- Passage to read:
──────────────────────────────

Date of Completion

2015

Thesis Type

College of Arts and Science Honors

Department

Biology

First Advisor

Margaret Doyle, PhD

Second Advisor

Bryan Ballif, PhD

Keywords

CD14, sCD14, Inflammation, Plasma

Abstract

Inflammation is an important underlying biochemical process of many fatal diseases and infections. Inflammation can be an acute response to trauma or infection, or chronic in cardiovascular diseases like atherosclerosis. In the United States, in 2011 atherosclerosis was responsible for 16% of all deaths, and in 2015 an estimated 200,000 people will die from sepsis [1, 2]. The Cardiovascular Health Study (CHS) found that elevated plasma concentration of the inflammatory protein soluble CD14 (sCD14) independently predicts mortality from atherosclerotic cardiovascular diseases in older adults [3]. Genomewide SNPs explained approximately 33% of the sCD14 phenotypic variance. In European Americans, the strongest genome-wide association signal was centered around the CD14 structural gene [3], yet little is known about how these SNPs affect the circulating plasma sCD14 that was measured by ELISA in this study. We therefore sought to determine if different forms of sCD14, as measured by the ELISA in the CHS, could be detected in a small (N=15), presumably healthy human population.

──────────────────────────────

- Record extracts:
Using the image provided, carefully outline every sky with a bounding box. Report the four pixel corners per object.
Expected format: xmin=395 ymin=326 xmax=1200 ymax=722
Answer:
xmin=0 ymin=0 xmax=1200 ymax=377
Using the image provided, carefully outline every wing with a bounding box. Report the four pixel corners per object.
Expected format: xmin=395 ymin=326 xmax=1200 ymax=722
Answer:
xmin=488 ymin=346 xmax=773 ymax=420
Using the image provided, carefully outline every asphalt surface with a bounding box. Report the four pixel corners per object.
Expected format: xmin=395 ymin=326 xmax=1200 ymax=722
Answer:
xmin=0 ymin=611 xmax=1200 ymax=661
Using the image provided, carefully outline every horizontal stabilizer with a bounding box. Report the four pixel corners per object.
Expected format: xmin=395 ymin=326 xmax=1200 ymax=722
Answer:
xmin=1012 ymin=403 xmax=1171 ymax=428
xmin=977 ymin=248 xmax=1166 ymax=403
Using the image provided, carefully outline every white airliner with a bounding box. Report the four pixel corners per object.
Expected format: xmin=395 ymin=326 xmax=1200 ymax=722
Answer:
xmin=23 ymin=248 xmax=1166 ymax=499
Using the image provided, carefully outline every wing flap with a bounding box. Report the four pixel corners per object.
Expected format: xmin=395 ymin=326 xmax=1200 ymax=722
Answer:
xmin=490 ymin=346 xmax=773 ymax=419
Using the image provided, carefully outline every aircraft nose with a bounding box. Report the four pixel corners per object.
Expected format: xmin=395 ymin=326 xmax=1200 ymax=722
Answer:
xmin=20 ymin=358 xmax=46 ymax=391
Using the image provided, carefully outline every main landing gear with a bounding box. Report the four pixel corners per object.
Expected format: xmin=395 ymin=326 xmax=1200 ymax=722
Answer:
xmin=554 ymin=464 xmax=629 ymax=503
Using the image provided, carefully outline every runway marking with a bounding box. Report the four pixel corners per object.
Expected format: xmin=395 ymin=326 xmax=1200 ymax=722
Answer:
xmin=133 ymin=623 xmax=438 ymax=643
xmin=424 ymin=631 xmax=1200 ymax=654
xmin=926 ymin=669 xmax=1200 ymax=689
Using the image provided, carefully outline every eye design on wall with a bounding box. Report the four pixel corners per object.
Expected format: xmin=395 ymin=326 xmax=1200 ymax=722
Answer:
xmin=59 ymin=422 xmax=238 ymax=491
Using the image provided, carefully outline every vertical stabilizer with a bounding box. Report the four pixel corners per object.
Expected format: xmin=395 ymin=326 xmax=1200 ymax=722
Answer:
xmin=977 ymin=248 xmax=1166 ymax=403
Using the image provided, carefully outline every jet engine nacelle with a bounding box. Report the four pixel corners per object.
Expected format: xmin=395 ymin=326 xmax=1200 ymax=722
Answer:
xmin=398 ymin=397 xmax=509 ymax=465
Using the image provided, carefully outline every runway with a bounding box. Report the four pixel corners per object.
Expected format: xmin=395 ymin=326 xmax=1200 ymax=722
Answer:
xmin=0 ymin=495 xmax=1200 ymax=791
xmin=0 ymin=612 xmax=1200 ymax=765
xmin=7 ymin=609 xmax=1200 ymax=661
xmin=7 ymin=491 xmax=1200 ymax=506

──────────────────────────────

- What you need to do:
**1.** In the thesis abstract on soluble CD14, what share of the sCD14 phenotypic variance did genome-wide SNPs explain?
**2.** Please write the next few sentences of the thesis abstract on soluble CD14, picking up after its final sentence.

- Responses:
**1.** About 33%.

**2.**
Utilizing gel filtration column chromatography to estimate molecular weights (MWs), sCD14 was detectable over a spectrum of MWs from 20kDa to 150kDa, and had an approximate peak around 55kDa. These data support previous research suggesting that there are multiple forms of sCD14 in human plasma. It appears that the ELISA is not detecting sCD14 on microparticle or a 13kDa fragment (sCD14-ST). There does appear to be a higher MW sCD14 form that seems to be primarily detectable between 71kDa to 87kD. A sCD14 form in this MW range has never been described in the literature. In order to describe the different sCD14 MW variants, further inquiry is needed into the precise MWs of each form of sCD14 in plasma.